>>>

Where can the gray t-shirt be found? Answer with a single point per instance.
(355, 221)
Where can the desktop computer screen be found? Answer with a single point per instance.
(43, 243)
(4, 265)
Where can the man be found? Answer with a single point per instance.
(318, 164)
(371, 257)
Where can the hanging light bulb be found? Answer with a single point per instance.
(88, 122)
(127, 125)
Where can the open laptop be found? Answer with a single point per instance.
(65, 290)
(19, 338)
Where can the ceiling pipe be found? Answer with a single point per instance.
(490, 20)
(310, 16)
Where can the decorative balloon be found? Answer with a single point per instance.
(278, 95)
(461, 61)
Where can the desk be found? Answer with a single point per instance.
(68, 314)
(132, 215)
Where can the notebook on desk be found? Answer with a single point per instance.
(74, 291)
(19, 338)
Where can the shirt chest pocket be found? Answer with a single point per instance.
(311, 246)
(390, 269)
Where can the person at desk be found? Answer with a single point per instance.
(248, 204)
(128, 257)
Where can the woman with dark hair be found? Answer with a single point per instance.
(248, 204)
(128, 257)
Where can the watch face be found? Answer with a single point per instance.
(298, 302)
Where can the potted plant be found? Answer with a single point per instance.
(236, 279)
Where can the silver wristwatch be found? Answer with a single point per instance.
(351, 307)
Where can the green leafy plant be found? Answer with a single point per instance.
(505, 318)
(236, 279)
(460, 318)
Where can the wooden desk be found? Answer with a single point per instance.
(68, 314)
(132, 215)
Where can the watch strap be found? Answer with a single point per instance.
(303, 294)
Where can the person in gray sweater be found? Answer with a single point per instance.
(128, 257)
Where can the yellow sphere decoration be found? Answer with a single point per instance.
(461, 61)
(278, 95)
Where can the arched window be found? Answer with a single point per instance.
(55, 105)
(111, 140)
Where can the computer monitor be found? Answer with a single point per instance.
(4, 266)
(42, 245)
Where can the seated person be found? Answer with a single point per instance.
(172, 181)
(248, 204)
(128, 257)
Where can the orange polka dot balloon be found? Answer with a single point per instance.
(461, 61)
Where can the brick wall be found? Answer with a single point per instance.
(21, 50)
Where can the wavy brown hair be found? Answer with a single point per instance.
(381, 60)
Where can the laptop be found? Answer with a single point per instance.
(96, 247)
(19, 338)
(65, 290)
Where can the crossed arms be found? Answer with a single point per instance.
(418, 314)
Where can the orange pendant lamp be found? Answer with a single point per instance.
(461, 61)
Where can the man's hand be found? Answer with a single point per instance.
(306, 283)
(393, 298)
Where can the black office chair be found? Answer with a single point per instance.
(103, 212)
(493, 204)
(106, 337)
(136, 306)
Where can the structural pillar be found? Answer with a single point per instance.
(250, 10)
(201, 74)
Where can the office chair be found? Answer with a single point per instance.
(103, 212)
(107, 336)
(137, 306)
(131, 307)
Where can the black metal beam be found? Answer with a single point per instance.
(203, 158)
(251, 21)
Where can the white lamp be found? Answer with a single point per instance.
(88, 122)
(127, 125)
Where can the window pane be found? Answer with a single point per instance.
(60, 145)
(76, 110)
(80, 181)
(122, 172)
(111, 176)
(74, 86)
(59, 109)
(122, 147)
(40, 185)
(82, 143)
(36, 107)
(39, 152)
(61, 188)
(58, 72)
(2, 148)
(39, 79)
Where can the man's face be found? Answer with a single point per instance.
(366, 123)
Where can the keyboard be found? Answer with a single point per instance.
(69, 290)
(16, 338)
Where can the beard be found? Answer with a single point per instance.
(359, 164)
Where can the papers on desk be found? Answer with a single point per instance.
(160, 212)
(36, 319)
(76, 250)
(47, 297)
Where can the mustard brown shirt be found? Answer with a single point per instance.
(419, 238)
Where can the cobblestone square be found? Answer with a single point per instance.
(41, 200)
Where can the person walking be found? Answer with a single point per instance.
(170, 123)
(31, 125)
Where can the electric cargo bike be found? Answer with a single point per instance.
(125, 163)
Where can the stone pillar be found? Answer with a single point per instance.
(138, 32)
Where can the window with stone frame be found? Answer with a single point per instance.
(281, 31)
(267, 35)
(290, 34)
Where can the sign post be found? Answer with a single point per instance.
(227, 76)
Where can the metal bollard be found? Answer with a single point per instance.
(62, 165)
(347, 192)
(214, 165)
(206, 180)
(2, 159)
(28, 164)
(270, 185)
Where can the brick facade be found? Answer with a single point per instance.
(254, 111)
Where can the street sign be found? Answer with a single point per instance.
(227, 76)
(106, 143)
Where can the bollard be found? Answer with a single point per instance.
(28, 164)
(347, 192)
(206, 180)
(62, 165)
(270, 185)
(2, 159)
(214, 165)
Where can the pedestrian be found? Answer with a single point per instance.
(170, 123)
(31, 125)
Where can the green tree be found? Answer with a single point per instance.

<<<

Problem description: Your task is to reproduce all of the records exactly.

Answer to this problem:
Where can the gray t-shirt be found? Answer with a single point per instance.
(355, 221)
Where can the desktop computer screen be found? Answer with a single point per instance.
(43, 243)
(4, 265)
Where can the man be found? Answer with a single point per instance.
(318, 164)
(371, 257)
Where can the hanging light bulb be found? Answer with a single point per instance.
(88, 122)
(127, 125)
Where can the open laptop be found? Answer with a single point per instance.
(65, 290)
(19, 338)
Where can the ceiling pipe be found? Answer with a single point per instance.
(490, 20)
(310, 16)
Where can the decorative balloon be found? Answer with a single point per instance.
(278, 95)
(461, 61)
Where can the desk be found? Answer with a single point per instance.
(68, 314)
(132, 215)
Where can the notebook on desk be found? Answer with a single point per instance.
(74, 291)
(19, 338)
Where can the shirt chest pocket be found? Answer with a single point per instance.
(311, 246)
(390, 269)
Where can the person at desk be found? Answer with a single point per instance.
(248, 204)
(128, 257)
Where can the woman with dark hair be found? Answer with a single point per instance.
(248, 204)
(128, 257)
Where can the watch face be found? Answer with a single point per instance.
(298, 302)
Where can the potted plant be found? Answer with a single point per instance.
(236, 279)
Where can the silver wristwatch be found? Answer with a single point per instance.
(351, 307)
Where can the green leafy plant be found? Answer with a single point per instance.
(505, 318)
(236, 279)
(460, 318)
Where can the wooden desk be found? Answer with a single point per instance.
(68, 314)
(132, 215)
Where can the watch strap be found? Answer with a single point per instance.
(303, 294)
Where can the person in gray sweater be found? Answer with a single point per instance.
(128, 257)
Where can the yellow sphere decoration be found? Answer with a single point per instance.
(461, 61)
(278, 95)
Where can the arched window be found? Answer with a single point per instance.
(55, 105)
(111, 140)
Where can the computer monitor be found? Answer with a single point per instance.
(4, 266)
(42, 245)
Where can the seated person be found? Answer with a single point per instance.
(172, 181)
(248, 204)
(128, 257)
Where can the orange polka dot balloon be found? Answer with a single point per instance.
(461, 61)
Where can the brick wall be found? Answer with a single point per instance.
(21, 50)
Where can the wavy brown hair be found? Answer with a single point per instance.
(381, 60)
Where can the laptop be found? Answer with a single point per instance.
(96, 247)
(19, 338)
(65, 290)
Where can the crossed arms be found? Answer with a single point per instance.
(418, 314)
Where can the orange pendant lamp be found? Answer with a single point per instance.
(461, 61)
Where can the man's hand be found? Answer with a single point per instance.
(306, 283)
(393, 298)
Where can the black office chair be found? Answer with a single point per instance.
(103, 212)
(493, 204)
(106, 337)
(136, 306)
Where can the structural pillar be found? Answer with a single point per instance.
(250, 10)
(201, 74)
Where can the office chair be found? Answer with a single point per instance.
(103, 212)
(107, 336)
(137, 306)
(131, 307)
Where can the black metal beam be found? Answer with a single point per instance.
(203, 158)
(251, 21)
Where can the white lamp be found? Answer with a single point per instance.
(88, 122)
(127, 125)
Where can the window pane be found? Answer with a single point per instance.
(60, 145)
(76, 110)
(80, 181)
(122, 172)
(111, 176)
(74, 86)
(59, 109)
(122, 147)
(40, 185)
(82, 143)
(36, 107)
(39, 152)
(61, 188)
(58, 72)
(2, 148)
(39, 79)
Where can the man's face be found? Answer with a single point per instance.
(366, 123)
Where can the keyboard be found? Answer with a single point per instance.
(69, 290)
(16, 338)
Where can the beard be found? Answer with a single point per instance.
(359, 164)
Where can the papers on desk be found? Answer with a single point per instance.
(160, 212)
(36, 319)
(76, 250)
(47, 297)
Where can the mustard brown shirt be found? Answer with a single point per instance.
(419, 238)
Where can the cobblestone square be found? Answer with a single point per instance.
(41, 200)
Where can the person walking be found? Answer with a single point per instance.
(170, 123)
(31, 125)
Where can the electric cargo bike be found? Answer with a single point per instance.
(125, 163)
Where can the stone pillar be found? Answer with a single point per instance.
(138, 32)
Where can the window with stone frame be found? Answer with a single point per instance.
(281, 31)
(267, 35)
(290, 34)
Where can the sign post be found? Answer with a single point per instance.
(227, 76)
Where can the metal bollard be found? Answer with a single point per instance.
(62, 165)
(347, 192)
(214, 165)
(206, 180)
(2, 159)
(28, 164)
(270, 185)
Where can the brick facade be found? Answer with a single point per instance.
(254, 111)
Where can the street sign be found? Answer with a single point per instance.
(227, 76)
(106, 143)
Where can the bollard be found? Answer with a single point per instance.
(28, 164)
(347, 192)
(206, 180)
(62, 165)
(270, 185)
(2, 159)
(214, 165)
Where can the pedestrian be found? Answer with a single point per instance.
(170, 123)
(31, 125)
Where can the green tree be found? Answer with a single point per instance.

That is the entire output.